Search term "trace": please copy every line of the records below that contains it.

** Given records follows **

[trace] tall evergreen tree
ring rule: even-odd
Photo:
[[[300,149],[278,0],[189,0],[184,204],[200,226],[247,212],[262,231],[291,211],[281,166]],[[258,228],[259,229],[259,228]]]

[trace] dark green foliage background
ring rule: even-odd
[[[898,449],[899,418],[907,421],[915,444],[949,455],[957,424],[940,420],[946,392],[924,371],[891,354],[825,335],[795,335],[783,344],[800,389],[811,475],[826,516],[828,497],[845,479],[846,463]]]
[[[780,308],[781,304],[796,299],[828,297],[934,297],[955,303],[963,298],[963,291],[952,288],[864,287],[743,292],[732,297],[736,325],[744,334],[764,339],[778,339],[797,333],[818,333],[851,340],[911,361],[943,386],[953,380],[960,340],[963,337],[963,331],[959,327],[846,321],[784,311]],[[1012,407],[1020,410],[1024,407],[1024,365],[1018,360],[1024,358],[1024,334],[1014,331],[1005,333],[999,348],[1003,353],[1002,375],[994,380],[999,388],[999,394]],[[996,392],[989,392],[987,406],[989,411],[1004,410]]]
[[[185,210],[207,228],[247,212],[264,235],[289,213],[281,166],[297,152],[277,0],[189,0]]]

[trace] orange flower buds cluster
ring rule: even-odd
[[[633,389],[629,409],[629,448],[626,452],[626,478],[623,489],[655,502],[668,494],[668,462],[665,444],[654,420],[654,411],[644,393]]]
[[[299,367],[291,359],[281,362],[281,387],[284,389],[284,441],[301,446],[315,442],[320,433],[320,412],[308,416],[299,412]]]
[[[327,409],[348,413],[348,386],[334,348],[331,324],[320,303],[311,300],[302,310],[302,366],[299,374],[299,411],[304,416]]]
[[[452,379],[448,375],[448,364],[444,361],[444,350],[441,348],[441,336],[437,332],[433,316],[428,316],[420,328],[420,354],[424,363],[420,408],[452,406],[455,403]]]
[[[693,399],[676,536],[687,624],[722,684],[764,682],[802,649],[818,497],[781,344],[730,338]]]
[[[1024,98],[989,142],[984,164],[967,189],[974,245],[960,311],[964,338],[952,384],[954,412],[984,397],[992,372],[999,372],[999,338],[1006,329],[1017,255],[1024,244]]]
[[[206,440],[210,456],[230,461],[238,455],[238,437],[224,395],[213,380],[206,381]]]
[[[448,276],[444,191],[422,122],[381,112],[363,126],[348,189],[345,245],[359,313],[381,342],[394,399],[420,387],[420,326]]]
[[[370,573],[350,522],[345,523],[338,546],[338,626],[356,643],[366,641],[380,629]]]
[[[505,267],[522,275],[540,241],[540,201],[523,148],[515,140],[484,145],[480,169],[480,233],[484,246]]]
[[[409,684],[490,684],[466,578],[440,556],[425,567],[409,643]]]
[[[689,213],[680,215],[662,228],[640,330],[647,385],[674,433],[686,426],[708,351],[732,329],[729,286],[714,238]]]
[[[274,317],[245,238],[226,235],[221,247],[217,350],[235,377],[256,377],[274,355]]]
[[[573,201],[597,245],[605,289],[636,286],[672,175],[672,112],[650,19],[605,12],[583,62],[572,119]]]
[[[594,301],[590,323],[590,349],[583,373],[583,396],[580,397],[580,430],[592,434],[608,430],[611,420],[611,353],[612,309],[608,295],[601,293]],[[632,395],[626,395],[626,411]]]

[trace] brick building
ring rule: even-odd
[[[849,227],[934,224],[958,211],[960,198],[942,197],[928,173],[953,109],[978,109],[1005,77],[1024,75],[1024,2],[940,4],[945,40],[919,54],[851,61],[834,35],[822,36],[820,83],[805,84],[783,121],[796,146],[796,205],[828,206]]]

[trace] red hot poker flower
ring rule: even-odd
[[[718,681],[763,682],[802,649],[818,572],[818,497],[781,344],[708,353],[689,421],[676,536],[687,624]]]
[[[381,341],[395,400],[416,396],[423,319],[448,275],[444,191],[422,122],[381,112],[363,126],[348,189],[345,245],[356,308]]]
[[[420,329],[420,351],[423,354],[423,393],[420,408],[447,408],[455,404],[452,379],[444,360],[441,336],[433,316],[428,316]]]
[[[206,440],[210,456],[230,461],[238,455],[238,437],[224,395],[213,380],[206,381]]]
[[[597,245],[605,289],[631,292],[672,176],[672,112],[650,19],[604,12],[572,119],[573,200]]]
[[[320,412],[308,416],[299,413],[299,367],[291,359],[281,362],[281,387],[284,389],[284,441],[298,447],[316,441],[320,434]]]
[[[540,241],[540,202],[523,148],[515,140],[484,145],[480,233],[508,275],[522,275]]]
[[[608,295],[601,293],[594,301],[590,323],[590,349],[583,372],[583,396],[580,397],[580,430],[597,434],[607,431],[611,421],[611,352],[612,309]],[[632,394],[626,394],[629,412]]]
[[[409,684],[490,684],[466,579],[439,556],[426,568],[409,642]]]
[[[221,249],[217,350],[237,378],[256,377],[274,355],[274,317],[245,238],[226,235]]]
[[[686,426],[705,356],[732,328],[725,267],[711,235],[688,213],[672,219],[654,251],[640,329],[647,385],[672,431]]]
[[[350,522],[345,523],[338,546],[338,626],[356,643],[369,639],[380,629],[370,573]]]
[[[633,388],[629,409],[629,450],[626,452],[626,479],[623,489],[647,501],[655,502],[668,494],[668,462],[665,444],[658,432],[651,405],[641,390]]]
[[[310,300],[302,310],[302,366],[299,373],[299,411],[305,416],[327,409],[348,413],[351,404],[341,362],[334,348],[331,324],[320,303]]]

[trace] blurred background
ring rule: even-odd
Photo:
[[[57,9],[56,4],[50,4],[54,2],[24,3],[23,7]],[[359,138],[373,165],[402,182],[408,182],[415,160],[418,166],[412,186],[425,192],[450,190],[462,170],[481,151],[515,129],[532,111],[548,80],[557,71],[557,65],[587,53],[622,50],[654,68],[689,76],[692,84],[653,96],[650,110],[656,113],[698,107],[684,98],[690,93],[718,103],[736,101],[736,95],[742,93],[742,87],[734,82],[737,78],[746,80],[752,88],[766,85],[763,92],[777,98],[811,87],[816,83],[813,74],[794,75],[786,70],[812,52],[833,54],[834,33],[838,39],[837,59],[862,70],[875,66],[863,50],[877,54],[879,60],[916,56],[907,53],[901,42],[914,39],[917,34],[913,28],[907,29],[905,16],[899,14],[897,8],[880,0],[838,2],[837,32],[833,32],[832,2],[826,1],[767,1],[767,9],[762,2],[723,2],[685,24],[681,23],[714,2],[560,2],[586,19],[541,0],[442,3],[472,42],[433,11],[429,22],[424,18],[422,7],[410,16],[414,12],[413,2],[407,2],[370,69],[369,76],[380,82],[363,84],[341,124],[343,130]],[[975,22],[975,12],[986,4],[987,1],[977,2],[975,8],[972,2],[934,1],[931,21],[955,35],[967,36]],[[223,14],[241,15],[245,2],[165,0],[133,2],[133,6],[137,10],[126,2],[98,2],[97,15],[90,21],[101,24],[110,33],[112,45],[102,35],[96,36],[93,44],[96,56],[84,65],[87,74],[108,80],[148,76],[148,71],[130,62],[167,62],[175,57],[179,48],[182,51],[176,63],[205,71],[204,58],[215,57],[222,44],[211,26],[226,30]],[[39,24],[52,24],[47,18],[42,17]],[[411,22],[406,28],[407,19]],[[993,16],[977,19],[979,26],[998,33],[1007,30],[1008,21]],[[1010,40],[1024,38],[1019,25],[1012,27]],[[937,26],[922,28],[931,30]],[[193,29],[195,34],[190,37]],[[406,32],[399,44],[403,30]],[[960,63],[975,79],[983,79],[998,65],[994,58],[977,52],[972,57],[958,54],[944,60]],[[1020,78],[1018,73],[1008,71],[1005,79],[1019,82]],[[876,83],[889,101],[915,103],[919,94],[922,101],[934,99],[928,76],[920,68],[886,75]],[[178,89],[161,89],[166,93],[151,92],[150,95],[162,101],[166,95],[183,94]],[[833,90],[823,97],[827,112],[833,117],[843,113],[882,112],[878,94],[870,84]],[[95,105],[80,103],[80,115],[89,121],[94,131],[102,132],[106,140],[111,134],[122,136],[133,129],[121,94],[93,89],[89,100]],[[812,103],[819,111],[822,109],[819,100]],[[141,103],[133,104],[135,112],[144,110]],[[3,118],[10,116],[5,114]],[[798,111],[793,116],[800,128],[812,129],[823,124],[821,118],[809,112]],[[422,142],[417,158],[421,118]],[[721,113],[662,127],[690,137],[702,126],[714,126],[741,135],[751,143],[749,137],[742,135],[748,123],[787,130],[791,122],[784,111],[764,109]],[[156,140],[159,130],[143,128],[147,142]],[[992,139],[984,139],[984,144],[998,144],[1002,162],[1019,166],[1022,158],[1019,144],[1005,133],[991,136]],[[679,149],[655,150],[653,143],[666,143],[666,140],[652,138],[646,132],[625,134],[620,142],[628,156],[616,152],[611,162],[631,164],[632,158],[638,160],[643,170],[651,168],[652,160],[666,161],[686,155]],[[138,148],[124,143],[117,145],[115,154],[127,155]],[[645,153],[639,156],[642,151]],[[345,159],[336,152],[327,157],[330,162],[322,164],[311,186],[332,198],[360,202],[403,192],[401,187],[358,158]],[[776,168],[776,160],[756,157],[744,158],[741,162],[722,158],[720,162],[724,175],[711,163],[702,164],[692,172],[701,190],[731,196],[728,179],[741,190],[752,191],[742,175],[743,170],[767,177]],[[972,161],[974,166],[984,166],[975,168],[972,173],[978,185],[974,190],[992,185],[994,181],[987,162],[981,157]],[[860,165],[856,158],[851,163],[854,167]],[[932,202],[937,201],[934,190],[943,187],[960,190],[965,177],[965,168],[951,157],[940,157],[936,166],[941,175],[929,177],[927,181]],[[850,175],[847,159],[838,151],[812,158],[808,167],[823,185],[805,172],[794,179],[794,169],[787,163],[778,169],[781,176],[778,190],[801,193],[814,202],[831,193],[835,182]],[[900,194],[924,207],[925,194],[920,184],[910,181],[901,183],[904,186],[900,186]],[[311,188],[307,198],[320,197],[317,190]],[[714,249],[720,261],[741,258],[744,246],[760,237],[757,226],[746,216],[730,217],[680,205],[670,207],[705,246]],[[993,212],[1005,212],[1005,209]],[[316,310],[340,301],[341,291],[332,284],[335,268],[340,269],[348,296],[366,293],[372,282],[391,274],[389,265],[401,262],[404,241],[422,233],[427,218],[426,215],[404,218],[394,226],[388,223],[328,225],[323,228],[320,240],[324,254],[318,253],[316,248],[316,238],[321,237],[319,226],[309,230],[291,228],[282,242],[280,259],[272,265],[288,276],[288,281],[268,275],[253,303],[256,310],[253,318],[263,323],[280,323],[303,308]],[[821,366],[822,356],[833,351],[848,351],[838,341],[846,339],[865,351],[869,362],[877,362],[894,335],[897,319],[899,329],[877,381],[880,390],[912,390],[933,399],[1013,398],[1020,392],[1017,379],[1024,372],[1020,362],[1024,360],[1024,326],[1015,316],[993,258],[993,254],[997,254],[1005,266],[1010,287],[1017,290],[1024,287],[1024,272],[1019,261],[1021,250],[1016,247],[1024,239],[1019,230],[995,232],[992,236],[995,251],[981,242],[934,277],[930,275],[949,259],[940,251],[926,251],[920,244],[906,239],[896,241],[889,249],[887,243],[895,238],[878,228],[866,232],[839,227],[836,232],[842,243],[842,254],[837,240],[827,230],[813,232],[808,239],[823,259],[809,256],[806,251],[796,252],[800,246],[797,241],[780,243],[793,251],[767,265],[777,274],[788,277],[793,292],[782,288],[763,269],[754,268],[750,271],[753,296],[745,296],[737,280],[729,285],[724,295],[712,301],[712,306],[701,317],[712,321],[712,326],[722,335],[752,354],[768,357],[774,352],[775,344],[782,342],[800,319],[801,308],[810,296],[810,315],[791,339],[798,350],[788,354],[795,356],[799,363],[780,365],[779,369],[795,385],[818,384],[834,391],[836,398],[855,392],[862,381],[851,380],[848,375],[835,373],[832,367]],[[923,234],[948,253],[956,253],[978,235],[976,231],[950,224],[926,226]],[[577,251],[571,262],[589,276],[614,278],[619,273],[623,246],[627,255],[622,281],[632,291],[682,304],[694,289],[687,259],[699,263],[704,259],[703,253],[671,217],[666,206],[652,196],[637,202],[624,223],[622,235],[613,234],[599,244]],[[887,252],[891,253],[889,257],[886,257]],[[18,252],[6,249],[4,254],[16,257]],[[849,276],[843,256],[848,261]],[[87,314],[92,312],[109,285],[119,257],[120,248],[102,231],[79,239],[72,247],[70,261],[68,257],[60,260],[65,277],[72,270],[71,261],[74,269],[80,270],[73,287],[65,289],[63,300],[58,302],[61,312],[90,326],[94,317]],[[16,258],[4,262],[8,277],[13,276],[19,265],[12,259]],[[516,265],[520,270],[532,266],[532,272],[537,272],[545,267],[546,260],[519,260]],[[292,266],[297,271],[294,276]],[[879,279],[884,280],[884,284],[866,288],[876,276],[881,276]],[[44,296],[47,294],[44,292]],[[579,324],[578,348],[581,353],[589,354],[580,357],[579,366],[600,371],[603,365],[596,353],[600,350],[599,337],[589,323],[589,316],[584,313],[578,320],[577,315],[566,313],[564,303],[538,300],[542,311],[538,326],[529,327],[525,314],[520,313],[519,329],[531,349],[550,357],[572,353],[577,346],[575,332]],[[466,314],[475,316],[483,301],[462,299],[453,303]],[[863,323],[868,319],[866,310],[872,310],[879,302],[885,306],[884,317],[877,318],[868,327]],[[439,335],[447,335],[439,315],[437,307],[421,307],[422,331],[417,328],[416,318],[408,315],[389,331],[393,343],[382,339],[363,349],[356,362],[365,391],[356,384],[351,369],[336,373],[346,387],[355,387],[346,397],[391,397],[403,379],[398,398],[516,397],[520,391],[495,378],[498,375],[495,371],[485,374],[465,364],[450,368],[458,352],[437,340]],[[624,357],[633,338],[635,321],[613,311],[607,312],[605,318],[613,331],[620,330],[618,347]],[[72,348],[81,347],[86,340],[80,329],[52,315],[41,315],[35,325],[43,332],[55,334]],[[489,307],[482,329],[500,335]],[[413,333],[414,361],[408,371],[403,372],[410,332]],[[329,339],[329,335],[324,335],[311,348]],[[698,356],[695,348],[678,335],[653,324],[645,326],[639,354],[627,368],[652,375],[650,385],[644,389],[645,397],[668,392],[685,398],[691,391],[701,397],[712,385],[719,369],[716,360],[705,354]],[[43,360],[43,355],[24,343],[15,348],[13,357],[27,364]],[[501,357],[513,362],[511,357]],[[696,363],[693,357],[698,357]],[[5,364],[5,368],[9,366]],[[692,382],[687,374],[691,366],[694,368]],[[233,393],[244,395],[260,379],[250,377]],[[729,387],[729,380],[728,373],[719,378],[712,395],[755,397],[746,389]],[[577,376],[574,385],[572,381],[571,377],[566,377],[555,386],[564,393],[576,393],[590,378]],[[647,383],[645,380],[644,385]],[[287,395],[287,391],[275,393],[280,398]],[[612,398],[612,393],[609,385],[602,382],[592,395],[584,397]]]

** End of Given records **

**Solution**
[trace] tall evergreen tree
[trace] dark green foliage background
[trace] orange flower buds cluster
[trace] brick building
[trace] red hot poker flower
[trace] blurred background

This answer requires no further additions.